= What you will do =
Render every line of the material below as a JSON list of strings, one string per line, with blank lines skipped and the pictures left out.
* * * *
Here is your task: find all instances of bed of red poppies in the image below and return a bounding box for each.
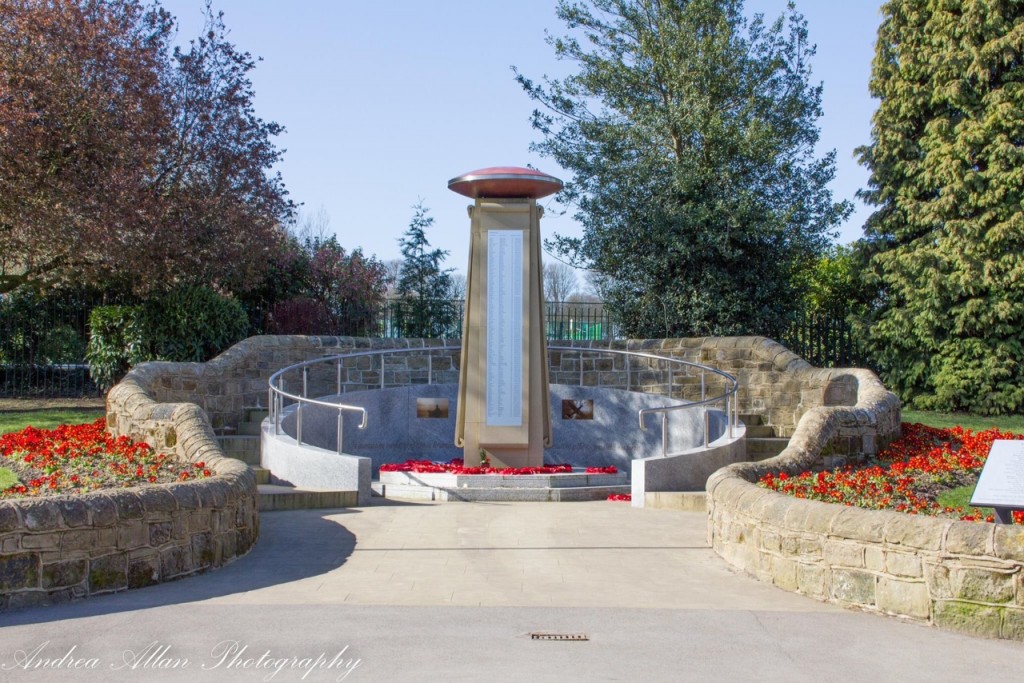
[381,458,618,475]
[758,423,1024,524]
[0,418,211,498]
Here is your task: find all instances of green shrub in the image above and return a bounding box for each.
[145,287,249,362]
[86,287,249,391]
[85,306,150,391]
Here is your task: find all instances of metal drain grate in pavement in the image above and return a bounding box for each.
[529,633,590,640]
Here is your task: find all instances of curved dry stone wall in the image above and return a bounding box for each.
[708,346,1024,640]
[8,337,1011,638]
[0,387,259,610]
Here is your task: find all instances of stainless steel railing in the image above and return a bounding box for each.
[268,345,739,456]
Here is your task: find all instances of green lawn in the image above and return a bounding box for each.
[903,410,1024,434]
[0,408,103,434]
[0,467,18,490]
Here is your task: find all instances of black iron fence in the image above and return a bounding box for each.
* * * *
= Response =
[
  "Here is your task: find all instances of bed of red poppies in the image below and return a bounding box for each.",
  "[381,458,618,475]",
  "[758,423,1024,524]",
  "[0,418,211,498]",
  "Here is your task: find all instances of green shrub in the image above and return a bounding box for each.",
  "[145,287,249,362]",
  "[86,287,249,391]",
  "[85,306,150,391]",
  "Here is your task: find all instances of metal drain grate in pavement in the image above and return a bounding box for each.",
  "[529,633,590,640]",
  "Here is your task: find all instances of curved dry stone wall in the image above and return a bounding box for each.",
  "[708,346,1024,640]",
  "[8,337,1011,638]",
  "[0,387,259,610]",
  "Here is your task: find all instances of stainless steel railing in the image above and return a bounding box for each.",
  "[268,345,739,456]",
  "Here is your task: find all instances of green lawn in the image above and return a bounding box for each.",
  "[903,410,1024,434]",
  "[0,408,103,434]",
  "[0,467,18,490]",
  "Here is your task: find all instances of black iron fence in the image above and return a bounding box for each."
]